**PROBLEM REQUIREMENTS**
Copy out every one of the rows below word for word, without changing anything.

**DATA FOR THIS EXERCISE**
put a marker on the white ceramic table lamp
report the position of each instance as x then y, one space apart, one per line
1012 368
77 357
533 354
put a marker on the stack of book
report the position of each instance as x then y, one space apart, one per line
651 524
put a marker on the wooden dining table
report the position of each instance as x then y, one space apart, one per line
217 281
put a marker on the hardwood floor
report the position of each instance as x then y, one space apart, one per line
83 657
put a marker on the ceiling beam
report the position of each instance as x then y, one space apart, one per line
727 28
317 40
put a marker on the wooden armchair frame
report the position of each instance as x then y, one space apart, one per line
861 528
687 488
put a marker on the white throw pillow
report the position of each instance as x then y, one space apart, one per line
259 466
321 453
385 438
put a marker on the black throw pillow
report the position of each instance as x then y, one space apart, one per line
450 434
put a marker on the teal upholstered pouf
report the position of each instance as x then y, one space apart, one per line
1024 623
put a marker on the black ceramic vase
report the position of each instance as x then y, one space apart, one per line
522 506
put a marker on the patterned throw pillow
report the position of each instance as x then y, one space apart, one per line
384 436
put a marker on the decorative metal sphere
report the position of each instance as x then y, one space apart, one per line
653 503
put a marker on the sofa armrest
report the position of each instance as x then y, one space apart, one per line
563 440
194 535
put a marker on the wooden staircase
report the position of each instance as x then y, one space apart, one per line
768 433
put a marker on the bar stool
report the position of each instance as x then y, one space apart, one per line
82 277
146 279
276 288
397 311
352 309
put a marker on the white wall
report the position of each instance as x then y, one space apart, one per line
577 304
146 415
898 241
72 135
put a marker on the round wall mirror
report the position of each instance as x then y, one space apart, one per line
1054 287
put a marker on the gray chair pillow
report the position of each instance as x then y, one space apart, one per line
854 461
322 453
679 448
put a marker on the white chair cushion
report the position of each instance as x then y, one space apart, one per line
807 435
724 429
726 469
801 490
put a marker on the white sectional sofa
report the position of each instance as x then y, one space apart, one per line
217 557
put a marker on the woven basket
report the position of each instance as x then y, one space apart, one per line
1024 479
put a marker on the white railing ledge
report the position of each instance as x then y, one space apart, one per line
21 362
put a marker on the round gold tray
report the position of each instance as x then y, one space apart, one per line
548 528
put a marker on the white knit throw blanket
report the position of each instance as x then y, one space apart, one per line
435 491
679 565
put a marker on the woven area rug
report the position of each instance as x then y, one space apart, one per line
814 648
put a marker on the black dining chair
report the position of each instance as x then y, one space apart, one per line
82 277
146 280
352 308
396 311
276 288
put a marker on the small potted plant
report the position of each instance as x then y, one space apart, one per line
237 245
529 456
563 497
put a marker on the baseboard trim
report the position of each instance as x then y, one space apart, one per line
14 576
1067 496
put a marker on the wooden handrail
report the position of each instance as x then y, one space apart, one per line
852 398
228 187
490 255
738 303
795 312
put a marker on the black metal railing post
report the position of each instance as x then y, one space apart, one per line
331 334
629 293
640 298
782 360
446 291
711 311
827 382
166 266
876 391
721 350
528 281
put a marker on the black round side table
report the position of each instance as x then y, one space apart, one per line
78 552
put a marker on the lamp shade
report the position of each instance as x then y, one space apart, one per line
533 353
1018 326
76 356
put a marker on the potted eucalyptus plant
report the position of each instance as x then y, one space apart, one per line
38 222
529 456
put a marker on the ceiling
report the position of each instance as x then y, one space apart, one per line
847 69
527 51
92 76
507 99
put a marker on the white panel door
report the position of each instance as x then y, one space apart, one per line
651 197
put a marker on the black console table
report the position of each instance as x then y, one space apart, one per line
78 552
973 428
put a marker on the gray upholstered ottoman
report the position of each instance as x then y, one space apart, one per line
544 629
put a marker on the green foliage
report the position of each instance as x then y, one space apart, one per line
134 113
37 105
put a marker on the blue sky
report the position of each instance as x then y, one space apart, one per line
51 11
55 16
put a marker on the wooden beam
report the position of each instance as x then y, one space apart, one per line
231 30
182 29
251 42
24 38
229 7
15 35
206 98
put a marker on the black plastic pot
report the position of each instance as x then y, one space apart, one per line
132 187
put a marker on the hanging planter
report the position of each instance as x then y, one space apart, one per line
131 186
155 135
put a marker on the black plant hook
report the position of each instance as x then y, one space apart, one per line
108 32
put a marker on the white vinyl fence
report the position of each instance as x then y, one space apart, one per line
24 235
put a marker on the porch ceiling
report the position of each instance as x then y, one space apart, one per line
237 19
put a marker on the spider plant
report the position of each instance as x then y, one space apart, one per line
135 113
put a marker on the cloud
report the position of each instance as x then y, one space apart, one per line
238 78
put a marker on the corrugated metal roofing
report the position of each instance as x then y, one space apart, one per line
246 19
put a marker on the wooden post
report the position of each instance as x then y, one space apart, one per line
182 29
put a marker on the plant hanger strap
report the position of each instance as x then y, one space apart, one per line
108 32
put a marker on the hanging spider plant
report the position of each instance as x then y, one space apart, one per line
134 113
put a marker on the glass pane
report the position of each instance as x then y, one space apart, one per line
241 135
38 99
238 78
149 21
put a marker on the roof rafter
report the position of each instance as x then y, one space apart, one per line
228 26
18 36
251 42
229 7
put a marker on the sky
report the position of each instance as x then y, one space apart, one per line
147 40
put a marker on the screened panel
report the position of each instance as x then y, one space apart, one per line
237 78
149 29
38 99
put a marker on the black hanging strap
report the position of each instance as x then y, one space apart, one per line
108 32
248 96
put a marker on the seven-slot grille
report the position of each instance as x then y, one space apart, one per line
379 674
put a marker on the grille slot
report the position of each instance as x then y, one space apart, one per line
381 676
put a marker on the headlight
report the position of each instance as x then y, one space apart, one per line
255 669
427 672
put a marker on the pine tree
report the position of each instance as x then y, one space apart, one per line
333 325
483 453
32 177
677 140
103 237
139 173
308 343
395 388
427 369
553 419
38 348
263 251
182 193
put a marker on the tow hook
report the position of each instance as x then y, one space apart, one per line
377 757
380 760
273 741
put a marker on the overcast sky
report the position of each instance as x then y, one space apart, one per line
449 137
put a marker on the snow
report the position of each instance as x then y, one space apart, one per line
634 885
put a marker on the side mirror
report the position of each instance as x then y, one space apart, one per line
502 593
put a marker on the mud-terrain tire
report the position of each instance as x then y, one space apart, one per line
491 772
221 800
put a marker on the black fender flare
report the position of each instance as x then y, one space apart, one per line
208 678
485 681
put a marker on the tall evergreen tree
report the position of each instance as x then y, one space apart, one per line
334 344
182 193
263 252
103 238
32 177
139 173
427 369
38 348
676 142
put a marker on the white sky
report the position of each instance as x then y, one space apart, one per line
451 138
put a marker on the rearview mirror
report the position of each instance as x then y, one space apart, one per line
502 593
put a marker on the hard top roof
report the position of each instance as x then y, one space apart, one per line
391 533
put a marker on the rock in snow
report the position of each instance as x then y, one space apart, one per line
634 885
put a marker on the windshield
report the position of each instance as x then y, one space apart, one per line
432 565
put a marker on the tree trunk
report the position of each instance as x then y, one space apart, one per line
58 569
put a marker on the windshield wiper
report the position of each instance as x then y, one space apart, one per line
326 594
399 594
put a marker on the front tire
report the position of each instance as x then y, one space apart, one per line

**RESPONSE**
put a marker on the white ceramic table lamp
report the position of each instance as x then y, one space apart, one per line
1012 368
77 357
533 354
put a marker on the stack of book
report the position of each instance as x then y, one space apart, one per line
651 524
put a marker on the wooden dining table
report the position of each instance as x then y, one space apart, one per line
217 281
put a marker on the hardwood floor
report the position of each instance as x then y, one space apart, one per line
83 657
put a marker on the ceiling beam
report the position of each instance as x then y, one space apart, one per line
727 28
317 40
put a marker on the wooden armchair frame
report the position of each instance as x then y, one space apart, one per line
861 528
687 488
put a marker on the white throw pillow
report the position of each instance as x then y, one space apart, one per line
259 466
321 453
385 438
put a marker on the black throw pillow
report the position of each instance as x then y, one space apart, one per line
450 434
put a marker on the teal upholstered pouf
report the position of each instance as x then y, one space apart, one per line
1024 623
put a marker on the black ceramic vase
report the position of each instance as x then y, one space apart, one per line
522 506
put a marker on the patterned throw pillow
report the position of each instance as x then y, one space apart, one per line
384 436
put a marker on the decorative metal sphere
report the position of each instance as x then y, one space apart, one per line
653 503
put a marker on the sofa armrest
report the position of each instance as x then y, one space apart, one per line
563 440
194 535
put a marker on the wooden staircase
report the position of each instance as x then y, one space apart, one per line
768 433
put a marker on the bar stool
report the position of each instance as x then y, one space apart, one per line
82 277
146 279
276 288
397 311
352 309
put a marker on the white wall
report the position of each instance as x then y, one space apart, one per line
577 304
146 415
898 241
72 135
put a marker on the round wall mirror
report the position of each instance as x then y, one space apart, one per line
1054 287
put a marker on the gray chair pillow
report the position of each instance as x then y, one space apart, one per line
854 461
322 453
679 448
put a marker on the white chair cushion
report the position of each instance as x then y, one space apart, one per line
807 435
724 429
726 469
801 490
put a marker on the white sectional sofa
report the position of each instance as x then y, one space apart, one per line
217 557
put a marker on the woven basket
report the position of each instance as x then y, one space apart, one per line
1024 479
put a marker on the white railing ledge
report the position of each instance as x then y, one space apart, one per line
21 362
put a marker on the round gold tray
report the position of each instance as x then y, one space apart, one per line
548 528
put a marker on the white knit throw blanket
report the position of each instance as x then y, one space apart, one per line
435 491
679 565
put a marker on the woven area rug
report the position of each instance as x then y, one space apart, one per line
814 648
put a marker on the black dining chair
report the position of each instance as x then y, one space apart, one per line
82 277
146 280
352 308
396 311
276 288
put a marker on the small potted plant
report the position of each instance as x then y, one space apart, one per line
237 245
529 456
563 497
put a marker on the baseboard trim
report the position of each instance as x then y, one space apart, one per line
14 576
1067 496
put a marker on the wooden handrail
report the position of each instance as x then y, one space apart, one per line
852 398
228 187
490 255
738 303
795 312
put a marker on the black metal railing post
report the position of each instance as x then y, one space apart, one per line
331 334
629 293
640 298
782 360
446 291
711 311
827 382
166 266
876 391
721 350
528 281
put a marker on the black round side table
report the position of each instance as x then y, one space apart, one per line
78 552
put a marker on the lamp shade
report the position of each instance as x then y, one space apart, one per line
533 353
1018 326
76 356
put a marker on the potted eucalyptus plant
report the position of each instance as x then y, one space apart, one per line
38 222
529 456
put a marker on the ceiling
report the position of each instance as x then y, one space apart, one per line
847 69
527 51
92 76
507 99
put a marker on the white panel door
report the position of each instance as x then y, one space apart, one per line
651 197
put a marker on the black console table
report the position of each instance as x then y, one space apart, one per line
78 552
973 428
put a marker on the gray upholstered ottoman
report the position of each instance as x then y, one space apart, one per line
544 629
put a marker on the green foliage
report the position of each instance as x then y, one space apart, one per line
134 113
37 105
put a marker on the blue sky
report the position of each instance as x then y, one space apart, one per line
51 11
55 16
put a marker on the wooden beam
report the position of each instance as x then y, one space apart, one per line
231 30
182 29
251 42
24 38
229 7
15 35
206 98
put a marker on the black plastic pot
report the position of each instance as x then y, one space apart, one per line
132 187
put a marker on the hanging planter
report the position of each instance as x then y, one space apart, one per line
131 186
155 135
put a marker on the black plant hook
report the position of each instance as x then y, one space apart, one per line
108 32
put a marker on the white vinyl fence
report the position of each instance as x then y, one space apart, one per line
24 235
put a marker on the porch ceiling
report the position of each instance as x then y, one space apart, one per line
237 19
put a marker on the spider plant
report the position of each instance as x then y, one space apart, one per line
135 113
put a marker on the cloud
report the position of each instance as x then y, one space apart, one per line
238 78
put a marker on the corrugated metal roofing
report the position of each instance as x then y, one space apart, one per line
246 19
put a marker on the wooden post
report the position of each instance as x then y, one space apart, one per line
182 29
put a marker on the plant hanger strap
report the position of each instance as x then y, one space apart, one per line
108 32
put a marker on the hanging spider plant
report the position of each instance as x then y, one space apart, one per line
134 113
put a marker on the glass pane
report the position of each instance as x then y, one space apart, one per line
241 135
38 99
238 78
149 21
put a marker on the roof rafter
report the position of each instance as x then y, one space apart, one per line
228 26
18 36
251 42
229 7
put a marker on the sky
report the position of each instance as x then y, one space apart, one per line
147 40
put a marker on the screened panel
report the position of each instance as x then y, one space apart, one per line
237 78
149 29
38 99
put a marker on the black hanging strap
report the position of each instance as x then y, one space apart, one per line
108 32
248 96
put a marker on the seven-slot grille
report the position of each instance as x then y, one space apart, one per line
379 674
put a marker on the grille slot
report the position of each instance as x then y, one space apart, one per line
381 676
put a marker on the headlight
report the position of each instance as x then y, one space apart, one per line
255 669
427 672
put a marker on the pine tree
report the position of each instance as x then y, one space apart, one per line
333 325
483 453
32 177
677 140
103 237
139 173
308 343
395 388
427 369
553 419
38 348
263 251
182 193
put a marker on the tow hook
report the position of each instance as x then y, one space apart, one per line
377 757
380 760
273 741
put a marker on the overcast sky
report the position of each instance as x then y, one space apart, one per line
449 137
put a marker on the snow
report the position of each instance as x then y, one space apart, one per line
634 885
put a marker on the side mirror
report the position of each instance as x then y, one space apart, one per line
502 593
put a marker on the mud-terrain tire
report the position of each instance as x then y, one space apart, one per line
491 772
221 800
put a marker on the black fender flare
report the position of each instance as x then y, one space apart, one per line
208 678
485 681
put a marker on the tall evergreen tree
report the position of each instance as x then y, one space apart, one per line
334 344
182 193
263 252
103 238
32 177
139 173
427 369
38 348
676 142
put a marker on the white sky
report the position of each instance as x then y, one space apart, one per line
451 138
put a marker on the rearview mirror
report the position of each instance as x then y, one space apart, one per line
502 593
put a marker on the hard top roof
report the position of each instance as x then y, one space apart, one per line
391 533
put a marker on the rock in snow
report the position of each instance as x then y, one space apart, one per line
634 885
put a marker on the windshield
report the position of each instance as x then y, one space apart, one per line
432 565
put a marker on the tree trunk
report the position of each instance as x then y, one space apart, one per line
58 569
put a marker on the windshield wiper
report the position of each instance as x then y, one space apart, one per line
326 594
399 594
put a marker on the front tire
report the position of each instance as x then y, one space apart, one per line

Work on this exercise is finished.